Exercise: Output all entries exactly as they appear and skip the pictures.

Items from a dataset:
Segment Open

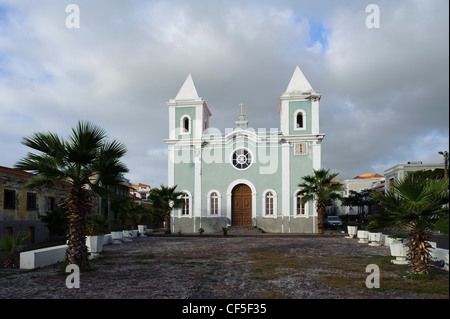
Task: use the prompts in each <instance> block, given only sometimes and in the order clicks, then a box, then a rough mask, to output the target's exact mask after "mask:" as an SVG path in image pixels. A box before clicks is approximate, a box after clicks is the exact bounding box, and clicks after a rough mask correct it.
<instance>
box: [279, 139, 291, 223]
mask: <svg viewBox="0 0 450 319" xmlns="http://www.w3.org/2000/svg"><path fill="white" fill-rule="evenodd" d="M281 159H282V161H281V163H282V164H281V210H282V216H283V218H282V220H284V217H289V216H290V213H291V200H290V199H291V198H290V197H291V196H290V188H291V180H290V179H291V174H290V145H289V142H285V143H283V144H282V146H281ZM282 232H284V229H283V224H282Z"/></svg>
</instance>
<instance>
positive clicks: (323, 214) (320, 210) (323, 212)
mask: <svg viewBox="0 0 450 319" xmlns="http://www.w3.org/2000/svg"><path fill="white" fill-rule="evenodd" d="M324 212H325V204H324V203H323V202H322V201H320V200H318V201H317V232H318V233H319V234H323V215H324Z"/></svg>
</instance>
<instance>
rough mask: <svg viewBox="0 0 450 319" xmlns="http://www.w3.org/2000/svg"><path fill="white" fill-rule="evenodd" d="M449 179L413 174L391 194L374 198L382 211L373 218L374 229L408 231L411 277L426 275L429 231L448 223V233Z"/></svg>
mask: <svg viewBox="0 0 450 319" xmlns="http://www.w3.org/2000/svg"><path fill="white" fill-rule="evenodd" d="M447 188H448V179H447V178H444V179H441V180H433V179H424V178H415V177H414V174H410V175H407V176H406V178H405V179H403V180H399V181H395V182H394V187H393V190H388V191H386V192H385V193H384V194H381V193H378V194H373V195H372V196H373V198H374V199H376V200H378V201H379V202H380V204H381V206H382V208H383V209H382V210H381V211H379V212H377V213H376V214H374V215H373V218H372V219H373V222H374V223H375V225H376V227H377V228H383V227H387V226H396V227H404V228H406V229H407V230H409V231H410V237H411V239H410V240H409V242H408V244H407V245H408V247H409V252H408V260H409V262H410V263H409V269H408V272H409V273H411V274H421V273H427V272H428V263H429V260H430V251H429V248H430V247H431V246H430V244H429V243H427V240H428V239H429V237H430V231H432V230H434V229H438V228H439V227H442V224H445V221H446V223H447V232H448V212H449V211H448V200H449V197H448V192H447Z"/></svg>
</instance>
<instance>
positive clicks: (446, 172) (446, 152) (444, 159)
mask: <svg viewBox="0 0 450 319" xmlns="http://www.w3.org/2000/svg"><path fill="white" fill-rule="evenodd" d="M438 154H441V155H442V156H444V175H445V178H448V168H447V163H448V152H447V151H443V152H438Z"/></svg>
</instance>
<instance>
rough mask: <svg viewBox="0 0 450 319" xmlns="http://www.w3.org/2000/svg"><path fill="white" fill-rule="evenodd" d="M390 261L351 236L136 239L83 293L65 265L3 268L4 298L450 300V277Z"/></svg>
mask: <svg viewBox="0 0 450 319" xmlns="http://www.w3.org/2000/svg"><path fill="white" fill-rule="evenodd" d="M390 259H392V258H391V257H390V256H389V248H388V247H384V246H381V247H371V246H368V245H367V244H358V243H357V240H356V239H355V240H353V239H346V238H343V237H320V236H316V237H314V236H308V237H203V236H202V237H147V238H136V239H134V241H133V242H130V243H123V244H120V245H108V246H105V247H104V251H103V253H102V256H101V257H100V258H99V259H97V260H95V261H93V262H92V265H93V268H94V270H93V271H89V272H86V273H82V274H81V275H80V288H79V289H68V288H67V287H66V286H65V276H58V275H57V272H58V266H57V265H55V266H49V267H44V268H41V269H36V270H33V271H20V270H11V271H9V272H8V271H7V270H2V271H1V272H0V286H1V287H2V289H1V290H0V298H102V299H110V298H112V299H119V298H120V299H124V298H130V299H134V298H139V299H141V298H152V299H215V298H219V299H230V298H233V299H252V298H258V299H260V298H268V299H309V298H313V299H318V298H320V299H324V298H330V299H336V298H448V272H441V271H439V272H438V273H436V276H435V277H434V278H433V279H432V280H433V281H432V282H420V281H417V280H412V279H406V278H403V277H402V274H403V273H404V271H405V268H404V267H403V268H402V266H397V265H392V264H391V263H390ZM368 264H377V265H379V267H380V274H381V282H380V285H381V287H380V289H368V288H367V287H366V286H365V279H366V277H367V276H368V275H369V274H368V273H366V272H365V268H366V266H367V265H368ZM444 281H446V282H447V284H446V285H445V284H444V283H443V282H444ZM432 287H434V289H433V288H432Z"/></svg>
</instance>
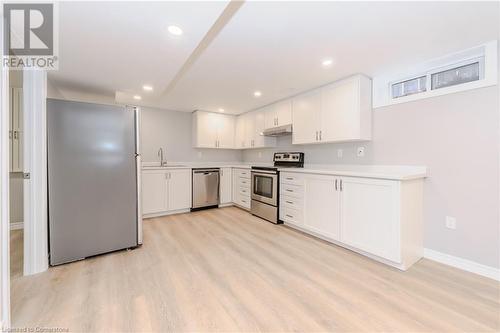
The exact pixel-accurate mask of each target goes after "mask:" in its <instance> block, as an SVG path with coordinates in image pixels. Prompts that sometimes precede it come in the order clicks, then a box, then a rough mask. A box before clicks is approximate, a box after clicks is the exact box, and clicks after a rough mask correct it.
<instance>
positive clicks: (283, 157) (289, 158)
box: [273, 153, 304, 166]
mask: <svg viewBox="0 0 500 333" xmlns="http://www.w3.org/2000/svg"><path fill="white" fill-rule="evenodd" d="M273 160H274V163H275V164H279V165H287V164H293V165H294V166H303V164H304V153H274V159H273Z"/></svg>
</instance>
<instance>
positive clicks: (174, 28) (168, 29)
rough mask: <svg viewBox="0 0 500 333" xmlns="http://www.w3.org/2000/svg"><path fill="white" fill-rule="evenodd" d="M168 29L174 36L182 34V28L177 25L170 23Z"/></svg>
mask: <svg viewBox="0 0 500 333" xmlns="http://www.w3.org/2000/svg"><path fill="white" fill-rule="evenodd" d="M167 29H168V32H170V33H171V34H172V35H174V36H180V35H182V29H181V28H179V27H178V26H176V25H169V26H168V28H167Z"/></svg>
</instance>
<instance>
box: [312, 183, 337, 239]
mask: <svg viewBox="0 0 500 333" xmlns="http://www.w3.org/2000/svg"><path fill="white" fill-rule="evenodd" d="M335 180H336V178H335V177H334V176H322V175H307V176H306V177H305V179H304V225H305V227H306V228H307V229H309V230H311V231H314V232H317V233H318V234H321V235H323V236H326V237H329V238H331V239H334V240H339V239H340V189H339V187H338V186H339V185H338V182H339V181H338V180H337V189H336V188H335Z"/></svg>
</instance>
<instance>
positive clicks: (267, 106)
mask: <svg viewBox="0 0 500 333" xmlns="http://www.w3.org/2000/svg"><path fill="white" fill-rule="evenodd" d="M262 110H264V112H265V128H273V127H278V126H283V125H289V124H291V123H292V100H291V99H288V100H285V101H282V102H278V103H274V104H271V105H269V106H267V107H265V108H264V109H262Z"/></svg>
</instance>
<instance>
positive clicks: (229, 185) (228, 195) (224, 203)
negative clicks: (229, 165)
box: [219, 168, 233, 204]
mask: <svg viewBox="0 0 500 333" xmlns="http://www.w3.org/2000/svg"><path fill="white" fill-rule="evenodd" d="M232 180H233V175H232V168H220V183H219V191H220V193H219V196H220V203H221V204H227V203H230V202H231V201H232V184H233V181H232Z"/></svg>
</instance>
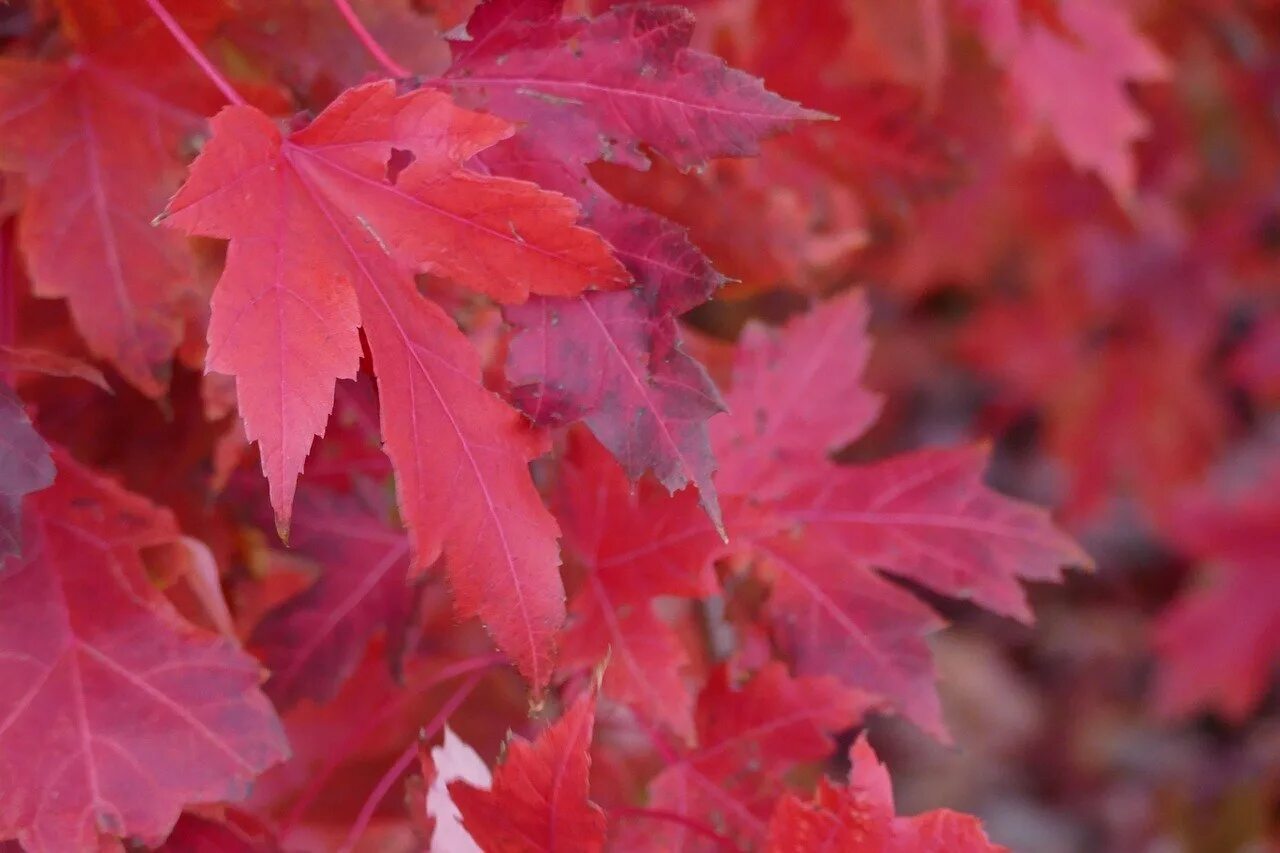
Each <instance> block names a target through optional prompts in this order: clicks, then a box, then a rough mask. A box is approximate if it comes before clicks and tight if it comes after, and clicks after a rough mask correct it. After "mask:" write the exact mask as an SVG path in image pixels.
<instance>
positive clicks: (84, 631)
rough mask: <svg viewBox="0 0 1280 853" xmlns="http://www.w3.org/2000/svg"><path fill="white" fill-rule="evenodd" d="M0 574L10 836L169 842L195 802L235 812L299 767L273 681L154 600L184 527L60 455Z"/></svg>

Segment Closed

The completed task:
Task: use the prompts in each <instance> block, given only sometimes and in the order clicks, then a box, then a rough mask, to output the target's exact mask after "mask:" as an SVG path in image pixels. A box before clicks is approximate, a box after clicks is the exact bounding box, and clicks after a rough mask correct it.
<instance>
box: [279, 139, 291, 223]
mask: <svg viewBox="0 0 450 319" xmlns="http://www.w3.org/2000/svg"><path fill="white" fill-rule="evenodd" d="M281 159H282V161H281V163H282V164H281V210H282V216H283V218H282V220H284V217H289V216H290V213H291V200H290V199H291V198H290V197H291V196H290V188H291V180H290V179H291V174H290V145H289V142H285V143H283V144H282V146H281ZM282 232H284V229H283V224H282Z"/></svg>
</instance>
<instance>
positive clicks: (323, 214) (320, 210) (323, 212)
mask: <svg viewBox="0 0 450 319" xmlns="http://www.w3.org/2000/svg"><path fill="white" fill-rule="evenodd" d="M324 212H325V204H324V203H323V202H322V201H320V200H318V201H317V232H318V233H319V234H323V215H324Z"/></svg>
</instance>
<instance>
rough mask: <svg viewBox="0 0 450 319" xmlns="http://www.w3.org/2000/svg"><path fill="white" fill-rule="evenodd" d="M449 179L413 174L391 194L374 198L382 211L373 218L374 229L408 231L411 277L426 275L429 231L448 223V233Z"/></svg>
mask: <svg viewBox="0 0 450 319" xmlns="http://www.w3.org/2000/svg"><path fill="white" fill-rule="evenodd" d="M447 188H448V179H447V178H444V179H441V180H433V179H424V178H415V177H414V174H410V175H407V176H406V178H405V179H403V180H399V181H395V182H394V187H393V190H388V191H386V192H385V193H384V194H381V193H378V194H373V195H372V196H373V198H374V199H376V200H378V201H379V202H380V204H381V206H382V208H383V209H382V210H381V211H379V212H377V213H376V214H374V215H373V218H372V219H373V222H374V223H375V225H376V227H377V228H383V227H387V226H396V227H404V228H406V229H407V230H409V231H410V237H411V239H410V240H409V242H408V244H407V245H408V247H409V252H408V260H409V262H410V263H409V269H408V272H409V273H411V274H421V273H427V272H428V263H429V260H430V251H429V248H430V247H431V246H430V244H429V243H427V240H428V239H429V237H430V231H432V230H434V229H438V228H439V227H442V224H445V221H446V223H447V232H448V212H449V211H448V200H449V197H448V192H447Z"/></svg>
</instance>
<instance>
positive clicks: (446, 172) (446, 152) (444, 159)
mask: <svg viewBox="0 0 450 319" xmlns="http://www.w3.org/2000/svg"><path fill="white" fill-rule="evenodd" d="M438 154H441V155H442V156H444V175H445V178H448V168H447V163H448V152H447V151H443V152H438Z"/></svg>
</instance>
<instance>
rough mask: <svg viewBox="0 0 450 319" xmlns="http://www.w3.org/2000/svg"><path fill="white" fill-rule="evenodd" d="M390 261L351 236L136 239L83 293L65 265L3 268L4 298L450 300V277Z"/></svg>
mask: <svg viewBox="0 0 450 319" xmlns="http://www.w3.org/2000/svg"><path fill="white" fill-rule="evenodd" d="M390 259H392V258H391V257H390V256H389V248H388V247H384V246H381V247H371V246H368V245H367V244H358V243H357V240H356V239H355V240H353V239H346V238H343V237H320V236H316V237H314V236H308V237H203V236H202V237H147V238H136V239H134V241H133V242H130V243H123V244H120V245H108V246H105V247H104V251H103V253H102V256H101V257H100V258H99V259H97V260H95V261H93V262H92V265H93V268H94V270H93V271H89V272H86V273H82V274H81V275H80V288H79V289H68V288H67V287H66V286H65V276H58V275H57V272H58V266H57V265H55V266H49V267H44V268H41V269H36V270H33V271H20V270H11V271H9V272H8V271H7V270H2V271H1V272H0V286H1V287H2V289H1V290H0V298H102V299H110V298H112V299H119V298H120V299H124V298H130V299H134V298H139V299H141V298H152V299H215V298H219V299H230V298H233V299H252V298H258V299H260V298H268V299H309V298H313V299H318V298H320V299H324V298H330V299H336V298H448V272H441V271H439V272H438V273H436V276H435V277H434V278H433V279H432V280H433V281H432V282H420V281H417V280H412V279H406V278H403V277H402V274H403V273H404V271H405V268H404V267H403V268H402V266H397V265H392V264H391V263H390ZM368 264H377V265H379V267H380V274H381V282H380V285H381V287H380V289H368V288H367V287H366V286H365V279H366V277H367V276H368V275H369V274H368V273H366V272H365V268H366V266H367V265H368ZM444 281H446V282H447V284H446V285H445V284H444V283H443V282H444ZM432 287H434V289H433V288H432Z"/></svg>
</instance>
The exact pixel-accurate mask of each target goes after "mask:" in its <instance> block, as an SVG path with coordinates in image pixels. Prompts that sometimes precede it come in the order clicks, then a box, then a rough mask. A box before clicks is approximate, a box after clicks is the exact box, and clicks after a rough mask correct it.
<instance>
positive clicks: (283, 157) (289, 158)
box: [273, 153, 304, 166]
mask: <svg viewBox="0 0 500 333" xmlns="http://www.w3.org/2000/svg"><path fill="white" fill-rule="evenodd" d="M273 160H274V163H275V164H279V165H287V164H293V165H294V166H303V164H304V153H274V159H273Z"/></svg>
</instance>
<instance>
positive clicks: (174, 28) (168, 29)
rough mask: <svg viewBox="0 0 500 333" xmlns="http://www.w3.org/2000/svg"><path fill="white" fill-rule="evenodd" d="M168 29L174 36L182 34V28L177 25L170 23Z"/></svg>
mask: <svg viewBox="0 0 500 333" xmlns="http://www.w3.org/2000/svg"><path fill="white" fill-rule="evenodd" d="M167 29H168V32H170V33H171V34H172V35H174V36H180V35H182V29H181V28H179V27H178V26H176V25H169V26H168V28H167Z"/></svg>
</instance>
<instance>
box: [312, 183, 337, 239]
mask: <svg viewBox="0 0 500 333" xmlns="http://www.w3.org/2000/svg"><path fill="white" fill-rule="evenodd" d="M335 180H336V178H335V177H334V176H322V175H307V176H306V177H305V179H304V225H305V227H306V228H307V229H309V230H311V231H314V232H317V233H318V234H321V235H323V236H326V237H329V238H331V239H334V240H339V239H340V189H339V187H338V186H339V185H338V182H339V181H338V180H337V189H336V188H335Z"/></svg>
</instance>
<instance>
positive clicks: (267, 106)
mask: <svg viewBox="0 0 500 333" xmlns="http://www.w3.org/2000/svg"><path fill="white" fill-rule="evenodd" d="M262 110H264V112H265V128H273V127H278V126H283V125H289V124H291V123H292V100H291V99H288V100H285V101H282V102H278V103H274V104H271V105H269V106H267V107H265V108H264V109H262Z"/></svg>
</instance>
<instance>
positive clicks: (229, 185) (228, 195) (224, 203)
negative clicks: (229, 165)
box: [219, 168, 233, 204]
mask: <svg viewBox="0 0 500 333" xmlns="http://www.w3.org/2000/svg"><path fill="white" fill-rule="evenodd" d="M232 180H233V175H232V168H220V183H219V191H220V193H219V196H220V203H221V204H227V203H230V202H231V201H232V184H233V181H232Z"/></svg>
</instance>
Each <instance> block names a target through optional prompts in this order: clicks, then a box, then a rough mask. A box is approximate if it comes before clicks and tight if it comes after, and clicks after a rough mask correct it. After "mask:" write the exact mask as an SVG path in image pixels.
<instance>
positive clicks: (84, 631)
rough mask: <svg viewBox="0 0 1280 853" xmlns="http://www.w3.org/2000/svg"><path fill="white" fill-rule="evenodd" d="M0 574L10 836L169 842L195 802L235 812L299 767L273 681L154 600L184 527L60 455Z"/></svg>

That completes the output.